DOCUMENT SECTION:

A KNH Boarding Home for the underprivileged children was functioning in Punnavely for decades but it has since moved elsewhere and the CSI English Medium School now occupies the same building.

==Religion/Religious institutions==
Christians, Hindus and Muslims form the majority of Punnavely's population.

Most of the common Kerala Christian denominations (Malankara Marthoma, CSI, Orthodox, Malankara Catholic, Roman Catholic, Pentecostal, etc.) are present here. St.Thomas Marthoma Church (Kallammakkal - St.Thomas Marthoma Yuvajanasakhyam, Punnavely), St James CSI Church at High School Jn. and four small churches affiliated to this church, St John's Orthodox Syrian Church (a.k.a. Thengumpallil Pally), Little Flower Catholic Church (Syro-Malabar) Punnavely, St. Joseph Catholic Church, Chakkalakunnu (Syro-Malabar) and two more Catholic churches at Mulayamveli & Nooromavu(Syro-Malankara) St. Stephen's CMS Anglican Church, Pattapurayidom, CMS Anglican Church, Ambalathinamkuzhy is also ancient Churches in Punnaveli and all other Christian denominations like Pentecostal Church, India Pentecostal, Church of God, Seventh Day Adventist, Evangelist etc. are in Punnavely. There is a convent (Little Flower Convent, Kulathunkal Kavala) associated with the Catholic Church.

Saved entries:
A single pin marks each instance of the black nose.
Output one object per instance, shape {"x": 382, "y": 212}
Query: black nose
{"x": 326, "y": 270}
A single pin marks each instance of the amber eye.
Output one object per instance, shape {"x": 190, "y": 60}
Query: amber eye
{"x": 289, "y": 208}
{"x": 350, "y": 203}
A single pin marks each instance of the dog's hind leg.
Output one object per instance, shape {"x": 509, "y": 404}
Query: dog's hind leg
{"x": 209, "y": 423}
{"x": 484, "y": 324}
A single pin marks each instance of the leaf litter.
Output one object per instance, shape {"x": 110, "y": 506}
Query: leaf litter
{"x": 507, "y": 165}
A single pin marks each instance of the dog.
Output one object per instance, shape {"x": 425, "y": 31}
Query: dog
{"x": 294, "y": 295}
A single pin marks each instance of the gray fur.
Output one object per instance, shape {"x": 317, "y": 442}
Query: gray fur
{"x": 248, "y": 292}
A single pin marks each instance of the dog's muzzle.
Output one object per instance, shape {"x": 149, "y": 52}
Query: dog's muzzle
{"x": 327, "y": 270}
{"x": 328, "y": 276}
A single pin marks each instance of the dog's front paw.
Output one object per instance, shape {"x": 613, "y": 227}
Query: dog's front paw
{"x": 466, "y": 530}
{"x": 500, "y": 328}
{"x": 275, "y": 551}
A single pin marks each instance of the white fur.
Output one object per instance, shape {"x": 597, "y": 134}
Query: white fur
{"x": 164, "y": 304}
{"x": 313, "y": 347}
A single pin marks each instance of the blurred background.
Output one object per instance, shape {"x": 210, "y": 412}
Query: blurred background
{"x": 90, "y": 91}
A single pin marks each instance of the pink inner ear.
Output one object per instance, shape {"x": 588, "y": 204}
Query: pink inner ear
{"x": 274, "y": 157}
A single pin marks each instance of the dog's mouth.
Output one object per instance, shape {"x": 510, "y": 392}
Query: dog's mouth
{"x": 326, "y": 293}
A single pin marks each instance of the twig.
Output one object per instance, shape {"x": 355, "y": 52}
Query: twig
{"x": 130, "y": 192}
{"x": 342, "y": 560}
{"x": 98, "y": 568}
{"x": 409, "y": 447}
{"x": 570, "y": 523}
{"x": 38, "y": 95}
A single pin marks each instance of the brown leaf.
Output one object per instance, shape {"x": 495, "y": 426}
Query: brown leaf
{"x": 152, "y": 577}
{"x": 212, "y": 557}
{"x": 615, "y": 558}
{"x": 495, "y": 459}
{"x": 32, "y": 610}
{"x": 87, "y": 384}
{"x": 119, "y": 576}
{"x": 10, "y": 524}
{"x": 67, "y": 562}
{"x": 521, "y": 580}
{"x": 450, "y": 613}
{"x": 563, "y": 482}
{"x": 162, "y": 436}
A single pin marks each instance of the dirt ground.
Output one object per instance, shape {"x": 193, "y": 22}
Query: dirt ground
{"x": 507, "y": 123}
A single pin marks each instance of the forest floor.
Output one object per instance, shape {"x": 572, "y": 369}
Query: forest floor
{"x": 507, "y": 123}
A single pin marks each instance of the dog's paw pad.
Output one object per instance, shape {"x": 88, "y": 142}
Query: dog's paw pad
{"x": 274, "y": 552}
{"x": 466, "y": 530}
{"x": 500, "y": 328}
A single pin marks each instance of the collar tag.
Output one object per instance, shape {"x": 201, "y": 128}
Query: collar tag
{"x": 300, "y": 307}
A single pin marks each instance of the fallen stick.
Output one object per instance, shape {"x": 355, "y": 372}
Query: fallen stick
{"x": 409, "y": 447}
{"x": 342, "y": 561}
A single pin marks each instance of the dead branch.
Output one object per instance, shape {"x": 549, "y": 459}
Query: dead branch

WHAT TO PRODUCE: In the passage about Punnavely, what now occupies the building where the KNH Boarding Home used to function?

EXPECTED ANSWER: The CSI English Medium School.